→ **Data section**
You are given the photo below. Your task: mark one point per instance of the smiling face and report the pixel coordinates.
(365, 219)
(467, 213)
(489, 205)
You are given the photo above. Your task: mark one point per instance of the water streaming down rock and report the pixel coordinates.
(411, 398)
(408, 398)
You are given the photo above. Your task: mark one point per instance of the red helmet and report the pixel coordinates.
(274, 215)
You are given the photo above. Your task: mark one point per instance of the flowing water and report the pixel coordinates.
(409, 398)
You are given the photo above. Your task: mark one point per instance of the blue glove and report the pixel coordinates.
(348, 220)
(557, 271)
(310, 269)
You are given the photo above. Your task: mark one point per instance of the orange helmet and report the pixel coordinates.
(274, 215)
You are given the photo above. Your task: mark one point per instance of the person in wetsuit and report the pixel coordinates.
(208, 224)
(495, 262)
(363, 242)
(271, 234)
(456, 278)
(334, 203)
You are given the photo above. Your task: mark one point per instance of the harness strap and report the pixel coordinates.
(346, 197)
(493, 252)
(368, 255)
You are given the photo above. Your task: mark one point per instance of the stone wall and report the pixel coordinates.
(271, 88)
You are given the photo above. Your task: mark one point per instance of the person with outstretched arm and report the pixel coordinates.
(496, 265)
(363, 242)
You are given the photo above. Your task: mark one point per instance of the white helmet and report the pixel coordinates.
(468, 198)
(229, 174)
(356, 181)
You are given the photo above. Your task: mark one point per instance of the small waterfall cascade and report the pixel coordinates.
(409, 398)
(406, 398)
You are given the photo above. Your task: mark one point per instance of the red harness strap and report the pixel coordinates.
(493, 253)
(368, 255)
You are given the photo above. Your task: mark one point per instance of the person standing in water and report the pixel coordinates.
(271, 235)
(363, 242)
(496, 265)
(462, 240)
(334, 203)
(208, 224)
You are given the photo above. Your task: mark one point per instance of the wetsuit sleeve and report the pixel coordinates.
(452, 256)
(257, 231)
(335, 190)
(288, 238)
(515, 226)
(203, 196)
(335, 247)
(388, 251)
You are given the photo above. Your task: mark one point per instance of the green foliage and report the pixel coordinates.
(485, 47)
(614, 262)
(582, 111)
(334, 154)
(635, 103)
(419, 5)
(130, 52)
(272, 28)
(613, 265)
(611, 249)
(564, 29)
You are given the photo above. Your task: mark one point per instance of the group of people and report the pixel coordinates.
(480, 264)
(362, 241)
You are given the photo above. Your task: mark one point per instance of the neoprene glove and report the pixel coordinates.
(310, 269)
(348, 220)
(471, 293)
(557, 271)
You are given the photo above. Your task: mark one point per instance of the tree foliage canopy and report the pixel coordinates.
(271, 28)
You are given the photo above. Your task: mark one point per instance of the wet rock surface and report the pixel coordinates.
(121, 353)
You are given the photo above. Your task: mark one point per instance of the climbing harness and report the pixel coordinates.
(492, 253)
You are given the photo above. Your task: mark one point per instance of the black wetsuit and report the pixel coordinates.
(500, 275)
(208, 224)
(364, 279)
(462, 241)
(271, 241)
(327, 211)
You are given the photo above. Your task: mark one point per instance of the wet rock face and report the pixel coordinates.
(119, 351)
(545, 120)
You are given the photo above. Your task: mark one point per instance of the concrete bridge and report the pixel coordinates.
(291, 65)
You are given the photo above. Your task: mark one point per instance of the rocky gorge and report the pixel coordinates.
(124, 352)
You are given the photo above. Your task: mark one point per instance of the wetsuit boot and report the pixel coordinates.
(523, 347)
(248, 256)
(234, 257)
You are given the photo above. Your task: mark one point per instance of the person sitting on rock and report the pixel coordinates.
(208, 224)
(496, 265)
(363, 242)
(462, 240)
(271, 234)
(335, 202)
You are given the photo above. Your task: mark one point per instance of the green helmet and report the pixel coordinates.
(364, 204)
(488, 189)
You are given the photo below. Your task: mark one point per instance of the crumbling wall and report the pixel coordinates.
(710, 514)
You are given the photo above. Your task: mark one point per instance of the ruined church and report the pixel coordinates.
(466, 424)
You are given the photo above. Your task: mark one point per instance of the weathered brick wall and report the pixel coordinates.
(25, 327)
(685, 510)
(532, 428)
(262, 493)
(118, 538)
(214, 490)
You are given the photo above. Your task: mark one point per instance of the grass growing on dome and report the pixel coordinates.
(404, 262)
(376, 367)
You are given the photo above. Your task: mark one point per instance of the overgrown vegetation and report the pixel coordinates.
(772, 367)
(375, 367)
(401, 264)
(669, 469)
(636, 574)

→ **Stated task**
Return all of the entries exactly as they were supplied.

→ **Finished answer**
You are given the photo below. Your task: mark one point per instance of the smiling face and report the pixel coordinates.
(365, 219)
(467, 213)
(489, 205)
You are given the photo above. Your task: mark one point per instance of the water streaming down rock and report the pixel coordinates.
(411, 398)
(408, 398)
You are given the photo above. Your task: mark one point per instance of the red helmet and report the pixel coordinates.
(274, 215)
You are given the photo above. Your task: mark one point per instance of the flowing water and report the pixel coordinates.
(409, 398)
You are given the photo above. Your task: mark one point per instance of the blue glove and report the pixel coordinates.
(348, 220)
(557, 271)
(310, 269)
You are given the photo above. Your task: mark one point per instance of the orange helmet and report the pixel coordinates.
(274, 215)
You are given the photo above. Your task: mark one point per instance of the person in wetsuit and report the pixel coordinates.
(208, 224)
(495, 262)
(363, 242)
(271, 234)
(456, 278)
(334, 203)
You are given the photo above. Your task: mark one point per instance of the harness strap and report the pixel coordinates.
(346, 197)
(493, 252)
(368, 255)
You are given the photo above. Your task: mark one point per instance of the stone wall and report the pixel coordinates.
(271, 88)
You are given the photo above. Your task: mark one point per instance of the person with outstretched arm and report the pixel coordinates.
(496, 265)
(363, 242)
You are given the photo above. Your task: mark one point per instance of the white helmet and report the pixel coordinates.
(468, 198)
(229, 174)
(356, 181)
You are given the photo above. Your task: mark one point per instance of the small waterfall cascade and report the pixel coordinates.
(409, 398)
(406, 398)
You are given the photo above. Your task: mark one point per instance of the red harness strap and report the pixel coordinates.
(493, 253)
(368, 255)
You are given the photo above. Your task: mark one point per instance of the person standing in water and report the pixel coordinates.
(271, 235)
(363, 242)
(496, 265)
(462, 240)
(334, 203)
(208, 224)
You are given the photo above. Your task: mark one point per instance of the wetsuit sleeve and report the pixel coordinates.
(452, 256)
(257, 231)
(335, 190)
(288, 238)
(515, 226)
(203, 196)
(335, 247)
(388, 251)
You are given the photo above. Your task: mark one point per instance of the green foliage and report the pixel coordinates.
(485, 47)
(614, 262)
(582, 111)
(334, 154)
(635, 103)
(419, 5)
(130, 52)
(272, 28)
(613, 265)
(611, 249)
(564, 29)
You are given the photo above. Your task: mark one point per instance of the group of people and report the pixel coordinates.
(480, 264)
(362, 241)
You are given the photo above. Your task: mark one point per instance of the neoprene glove and report the pixel coordinates.
(310, 269)
(348, 220)
(471, 293)
(557, 271)
You are given the photo above. Your task: mark one point per instance of the tree foliage canopy and report the pixel coordinates.
(271, 28)
You are given the photo above. Your task: mark one point per instance of the wet rock surface and report the pixel coordinates.
(121, 353)
You are given the photo above. Your task: mark one point per instance of the climbing harness and report the pixel coordinates.
(492, 253)
You are given the photo above. Your task: mark one point per instance of the black wetsuit and report the pixel coordinates.
(500, 275)
(208, 224)
(364, 279)
(462, 241)
(271, 241)
(327, 211)
You are given the photo above. Your task: mark one point per instance of the wet rock face and report the pixel coordinates.
(119, 351)
(545, 120)
You are given the photo above. Your task: mark one point per instance of the concrete bridge and report the pixel coordinates.
(291, 65)
You are given the photo above. Your task: mark one point per instance of the rocky gorge and report the pixel coordinates.
(124, 352)
You are given the photo above. Your task: mark one point per instance of the wetsuit boot and report the pixel coordinates.
(523, 347)
(248, 256)
(234, 257)
You are given the photo above. Your task: mark one point per instance of the person sitting on rock and report the pixel coordinates.
(208, 224)
(496, 265)
(363, 242)
(462, 240)
(271, 234)
(335, 202)
You are given the photo above. Your task: mark one point per instance of the green helmet and report the pixel coordinates.
(364, 204)
(488, 189)
You are given the photo below. Your task: mark one point per instance of the crumbling wall and report the pixel coordinates.
(710, 514)
You are given the photo above. Your task: mark one point per instance of the ruined church and report the pixel coordinates.
(466, 424)
You are given the photo above. Your task: mark one point per instance of the weathered brick wall and report the pixel coordinates.
(25, 327)
(685, 510)
(532, 428)
(262, 493)
(118, 538)
(214, 490)
You are given the photo above. Your task: mark one point per instance of the grass growing on dome and report the pixel coordinates.
(404, 262)
(376, 367)
You are given the photo above. Your task: mark one point per instance of the overgrown vegetation and report the pixel coordinates.
(772, 367)
(375, 367)
(401, 264)
(669, 469)
(636, 574)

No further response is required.